:: GIVEN RECORDS ::

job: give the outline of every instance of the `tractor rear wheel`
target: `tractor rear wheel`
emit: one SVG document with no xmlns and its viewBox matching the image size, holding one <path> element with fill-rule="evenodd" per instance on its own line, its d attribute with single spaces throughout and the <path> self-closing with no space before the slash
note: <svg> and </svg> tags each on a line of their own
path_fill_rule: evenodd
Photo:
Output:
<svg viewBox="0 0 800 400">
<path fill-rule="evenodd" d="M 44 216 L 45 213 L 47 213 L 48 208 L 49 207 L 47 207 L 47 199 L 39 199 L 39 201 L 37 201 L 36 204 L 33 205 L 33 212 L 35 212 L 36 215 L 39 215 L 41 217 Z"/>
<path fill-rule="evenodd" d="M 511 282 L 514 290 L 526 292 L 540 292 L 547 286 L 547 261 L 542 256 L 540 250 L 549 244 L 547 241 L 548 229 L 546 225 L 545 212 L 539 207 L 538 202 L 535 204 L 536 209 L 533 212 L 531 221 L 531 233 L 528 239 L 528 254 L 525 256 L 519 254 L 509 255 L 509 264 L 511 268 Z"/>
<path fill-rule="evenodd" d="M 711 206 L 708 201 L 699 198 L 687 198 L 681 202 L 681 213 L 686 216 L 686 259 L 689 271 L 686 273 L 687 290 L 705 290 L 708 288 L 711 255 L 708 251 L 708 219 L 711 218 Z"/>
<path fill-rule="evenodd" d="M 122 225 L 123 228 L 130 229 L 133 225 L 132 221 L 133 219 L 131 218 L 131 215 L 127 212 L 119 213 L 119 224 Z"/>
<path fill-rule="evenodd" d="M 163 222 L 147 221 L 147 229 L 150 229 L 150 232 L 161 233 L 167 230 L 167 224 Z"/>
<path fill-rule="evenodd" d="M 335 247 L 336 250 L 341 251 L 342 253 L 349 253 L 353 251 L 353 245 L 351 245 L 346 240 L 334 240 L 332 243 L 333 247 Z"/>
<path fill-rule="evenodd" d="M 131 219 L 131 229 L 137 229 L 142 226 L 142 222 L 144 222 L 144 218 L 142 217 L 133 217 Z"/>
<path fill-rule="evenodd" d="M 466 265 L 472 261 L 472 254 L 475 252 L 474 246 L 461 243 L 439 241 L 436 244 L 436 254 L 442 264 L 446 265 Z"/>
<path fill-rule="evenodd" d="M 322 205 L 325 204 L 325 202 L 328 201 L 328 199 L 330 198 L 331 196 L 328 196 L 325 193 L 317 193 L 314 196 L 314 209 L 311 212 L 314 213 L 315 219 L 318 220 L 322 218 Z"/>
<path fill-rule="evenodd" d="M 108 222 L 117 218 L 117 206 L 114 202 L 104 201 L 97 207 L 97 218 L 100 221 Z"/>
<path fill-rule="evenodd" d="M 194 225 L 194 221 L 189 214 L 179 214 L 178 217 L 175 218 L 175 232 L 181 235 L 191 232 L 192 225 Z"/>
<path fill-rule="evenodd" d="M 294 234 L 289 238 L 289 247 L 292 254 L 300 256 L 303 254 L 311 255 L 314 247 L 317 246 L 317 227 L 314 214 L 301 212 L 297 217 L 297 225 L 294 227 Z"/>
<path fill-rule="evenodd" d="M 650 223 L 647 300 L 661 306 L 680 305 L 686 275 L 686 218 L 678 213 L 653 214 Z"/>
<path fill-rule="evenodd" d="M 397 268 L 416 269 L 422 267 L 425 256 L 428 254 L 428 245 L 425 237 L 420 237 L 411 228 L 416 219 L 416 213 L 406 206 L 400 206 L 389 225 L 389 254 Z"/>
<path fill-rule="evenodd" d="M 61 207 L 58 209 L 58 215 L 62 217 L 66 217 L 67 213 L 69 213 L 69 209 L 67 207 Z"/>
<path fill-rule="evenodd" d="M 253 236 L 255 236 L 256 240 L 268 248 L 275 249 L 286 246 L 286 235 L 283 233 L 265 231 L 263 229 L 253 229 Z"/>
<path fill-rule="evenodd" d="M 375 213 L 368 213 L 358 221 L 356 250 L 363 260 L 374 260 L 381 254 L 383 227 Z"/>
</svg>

:::

» **PROBLEM TO WORK ON**:
Word for word, every record must be given again.

» **RESULT**:
job: give the outline of every instance of the `tractor rear wheel`
target: `tractor rear wheel`
emit: one SVG document with no xmlns and its viewBox matching the image size, holding one <path> element with fill-rule="evenodd" per instance on its own line, its d attribute with single spaces throughout and the <path> self-closing with no space before the slash
note: <svg> and </svg> tags each on a line of their own
path_fill_rule: evenodd
Photo:
Output:
<svg viewBox="0 0 800 400">
<path fill-rule="evenodd" d="M 44 216 L 45 213 L 47 213 L 48 208 L 49 207 L 47 207 L 47 199 L 39 199 L 39 201 L 37 201 L 36 204 L 33 205 L 33 212 L 35 212 L 36 215 L 39 215 L 41 217 Z"/>
<path fill-rule="evenodd" d="M 511 282 L 514 290 L 526 292 L 540 292 L 547 286 L 547 261 L 542 256 L 540 250 L 549 244 L 547 241 L 548 229 L 546 225 L 545 212 L 539 207 L 538 202 L 535 204 L 536 209 L 533 212 L 531 221 L 531 233 L 528 239 L 528 254 L 525 256 L 519 254 L 509 255 L 509 264 L 511 268 Z"/>
<path fill-rule="evenodd" d="M 711 206 L 708 201 L 699 198 L 687 198 L 681 202 L 681 213 L 686 216 L 686 259 L 689 271 L 686 273 L 687 290 L 705 290 L 708 288 L 711 255 L 708 251 L 708 219 L 711 218 Z"/>
<path fill-rule="evenodd" d="M 122 225 L 123 228 L 130 229 L 133 225 L 132 221 L 133 219 L 131 218 L 131 215 L 127 212 L 119 213 L 119 224 Z"/>
<path fill-rule="evenodd" d="M 163 222 L 147 221 L 147 229 L 150 229 L 150 232 L 161 233 L 167 230 L 167 224 Z"/>
<path fill-rule="evenodd" d="M 335 247 L 336 250 L 341 251 L 342 253 L 349 253 L 353 251 L 353 245 L 351 245 L 346 240 L 334 240 L 332 243 L 333 247 Z"/>
<path fill-rule="evenodd" d="M 131 219 L 131 229 L 137 229 L 142 226 L 142 222 L 144 222 L 144 218 L 142 217 L 133 217 Z"/>
<path fill-rule="evenodd" d="M 466 265 L 472 261 L 472 254 L 475 252 L 474 246 L 461 243 L 439 241 L 436 244 L 436 254 L 442 264 L 446 265 Z"/>
<path fill-rule="evenodd" d="M 322 205 L 325 204 L 325 202 L 328 201 L 328 199 L 330 198 L 331 196 L 328 196 L 325 193 L 317 193 L 314 196 L 314 209 L 311 212 L 314 213 L 315 219 L 318 220 L 322 218 Z"/>
<path fill-rule="evenodd" d="M 108 222 L 117 218 L 117 206 L 114 202 L 104 201 L 97 207 L 97 218 L 100 221 Z"/>
<path fill-rule="evenodd" d="M 194 225 L 194 221 L 189 214 L 179 214 L 178 217 L 175 218 L 175 232 L 181 235 L 191 232 L 192 225 Z"/>
<path fill-rule="evenodd" d="M 294 234 L 289 238 L 289 247 L 292 254 L 300 256 L 303 254 L 311 255 L 314 247 L 317 246 L 317 227 L 314 214 L 301 212 L 297 217 L 297 225 L 294 227 Z"/>
<path fill-rule="evenodd" d="M 650 223 L 647 300 L 661 306 L 680 305 L 686 275 L 686 218 L 678 213 L 653 214 Z"/>
<path fill-rule="evenodd" d="M 397 268 L 416 269 L 422 267 L 425 256 L 428 254 L 428 245 L 425 237 L 420 237 L 411 228 L 416 219 L 416 213 L 406 206 L 400 206 L 389 225 L 389 254 Z"/>
<path fill-rule="evenodd" d="M 61 207 L 58 209 L 58 215 L 62 217 L 66 217 L 67 213 L 69 213 L 69 209 L 67 207 Z"/>
<path fill-rule="evenodd" d="M 253 236 L 255 236 L 256 240 L 268 248 L 275 249 L 286 246 L 286 235 L 283 233 L 265 231 L 263 229 L 253 229 Z"/>
<path fill-rule="evenodd" d="M 375 213 L 368 213 L 358 221 L 356 250 L 363 260 L 374 260 L 381 254 L 383 227 Z"/>
</svg>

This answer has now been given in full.